- _YOUR TASK_
Repeat every line of the material below exactly.

- _MATERIAL SUPPLIED_
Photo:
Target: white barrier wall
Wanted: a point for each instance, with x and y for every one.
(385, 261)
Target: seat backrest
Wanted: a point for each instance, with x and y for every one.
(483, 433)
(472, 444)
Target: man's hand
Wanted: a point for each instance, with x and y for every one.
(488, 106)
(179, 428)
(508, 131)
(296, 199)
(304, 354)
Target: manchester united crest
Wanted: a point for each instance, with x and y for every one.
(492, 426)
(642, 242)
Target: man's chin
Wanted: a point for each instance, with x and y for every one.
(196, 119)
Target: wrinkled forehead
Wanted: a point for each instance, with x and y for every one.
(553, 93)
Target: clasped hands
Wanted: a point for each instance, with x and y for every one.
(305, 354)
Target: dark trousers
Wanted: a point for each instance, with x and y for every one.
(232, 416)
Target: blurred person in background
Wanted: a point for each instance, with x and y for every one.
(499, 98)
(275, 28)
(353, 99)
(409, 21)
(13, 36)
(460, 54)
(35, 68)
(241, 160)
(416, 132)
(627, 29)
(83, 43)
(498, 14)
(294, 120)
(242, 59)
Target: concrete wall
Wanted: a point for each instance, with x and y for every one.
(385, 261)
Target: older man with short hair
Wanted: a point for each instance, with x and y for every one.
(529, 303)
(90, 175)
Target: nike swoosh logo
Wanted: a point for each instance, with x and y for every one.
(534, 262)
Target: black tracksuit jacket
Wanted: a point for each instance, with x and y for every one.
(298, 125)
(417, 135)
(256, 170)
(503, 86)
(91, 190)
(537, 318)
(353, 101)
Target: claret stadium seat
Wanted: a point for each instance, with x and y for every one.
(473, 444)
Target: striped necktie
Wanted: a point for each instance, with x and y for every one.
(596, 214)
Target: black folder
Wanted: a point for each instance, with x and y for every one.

- _SOLUTION TO THE EXERCISE_
Photo:
Target: white barrier wall
Wanted: a point for each instance, with x and y for every one.
(385, 261)
Target: seat backrest
Wanted: a point for each instance, with x and y for every one.
(483, 433)
(472, 444)
Target: man's hand
Wanted: a point for each instance, with x and y for every one.
(488, 106)
(179, 428)
(508, 131)
(296, 199)
(304, 354)
Target: manchester united crest
Wanted: a point for each instance, with x and y for every one.
(492, 426)
(642, 242)
Target: man's chin
Wanted: a point for each instance, with x and y for every one.
(196, 119)
Target: wrinkled forehead
Wanted: a point for each instance, with x and y for every one.
(553, 93)
Target: clasped hands
Wanted: a point for each instance, with x and y for every one.
(305, 354)
Target: dark trousers
Wanted: a point for each instance, with x and y for every one.
(232, 416)
Target: blurred person in background
Wanted: a point for each instance, with x and y for every one.
(499, 98)
(275, 28)
(353, 99)
(409, 21)
(13, 36)
(460, 54)
(35, 68)
(241, 160)
(416, 132)
(627, 29)
(83, 43)
(498, 14)
(294, 120)
(242, 59)
Target: concrete wall
Wanted: a point for each instance, with x and y for every one.
(385, 261)
Target: older man with short hair
Wanted: a point for each instance, with x and y for every one.
(529, 303)
(90, 175)
Target: nike swoosh logo
Wanted: a point for each instance, with x and y for every one.
(534, 262)
Target: black tracksuit jacket
Wanted: a point for each instance, with x and y for every one.
(298, 125)
(417, 135)
(256, 170)
(503, 86)
(91, 190)
(537, 318)
(353, 101)
Target: claret stadium seat
Wanted: a point for each instance, with x and y for every one.
(473, 444)
Target: striped necktie
Wanted: a point for each instance, with x and y for every one.
(596, 214)
Target: black folder
Wanted: a point for each instance, with x and y for every one.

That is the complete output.